> _Quoted text_
..........
Parsing a large complicated patent classification XML file in Python - python

I am trying to parse a large file in particular the English version of the https://www.wipo.int/ipc/itos4ipc/ITSupport_and_download_area/20200101/MasterFiles/index.html, a classification of patents in XML format. I am new to XML parsing so I think that is why I'm having a hard time parsing elements I really want from this file.
Let me provide some context:
<?xml version="1.0" encoding="UTF-8"?>
<IPCScheme xmlns="http://www.wipo.int/classifications/ipc/masterfiles" xmlns:xhtml="http://www.w3.org/1999/xhtml" xmlns:xsi="http://www.w3.org/2001/XMLSchema-instance" edition="20200101" lang="EN" xsi:schemaLocation="http://www.wipo.int/classifications/ipc/masterfiles ipc_scheme_3-1.xsd">
<ipcEntry kind="s" symbol="A" entryType="K">
<textBody>
<title>
<titlePart>
<text>HUMAN NECESSITIES</text>
</titlePart>
</title>
</textBody>
<ipcEntry kind="t" symbol="A01" endSymbol="A01" entryType="K">
<textBody>
<title>
<titlePart>
<text>AGRICULTURE</text>
</titlePart>
</title>
</textBody>
</ipcEntry>
<ipcEntry kind="c" symbol="A01" entryType="K">
<textBody>
<title>
<titlePart>
<text>AGRICULTURE</text>
</titlePart>
<titlePart>
<text>FORESTRY</text>
</titlePart>
<titlePart>
<text>ANIMAL HUSBANDRY</text>
</titlePart>
<titlePart>
<text>HUNTING</text>
</titlePart>
<titlePart>
<text>TRAPPING</text>
</titlePart>
<titlePart>
<text>FISHING</text>
</titlePart>
</title>
</textBody>
.
.
</ipcEntry>
.
.
</IPCScheme>
You can assume that the file is perfectly formatted, each branch has complete closure. It is quite long ~800,000 lines which is why I'm refraining from attaching the whole file in this code sample.
A short overview of the hierarchy should show that is is like:
ROOT
level 1: Symbols {A,B,C,D,E,F,K}
level 2: Subdivisions in each symbol {A01, B22 etc.}
level 3: further subdivisions
And this goes on till about H05K0013040000, the largest layer of granular complexity. In some of them, it halts till about level 5 but the reason why the sample isn't closed is because of these further subdivisions in between.
..........
> _Job A_
In the XML parsing question, list every title part text inside the ipcEntry whose kind is "c".
> _Job B_
Transcribe the XML parsing question word for word, everything from "</IPCScheme>" down to "this code sample.".

> _Dataset excerpt_
..........
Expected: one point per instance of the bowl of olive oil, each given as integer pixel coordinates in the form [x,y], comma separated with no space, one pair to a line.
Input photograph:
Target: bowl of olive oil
..........
> _Task response A_
AGRICULTURE, FORESTRY, ANIMAL HUSBANDRY, HUNTING, TRAPPING, FISHING

> _Task response B_
</IPCScheme>
You can assume that the file is perfectly formatted, each branch has complete closure. It is quite long ~800,000 lines which is why I'm refraining from attaching the whole file in this code sample.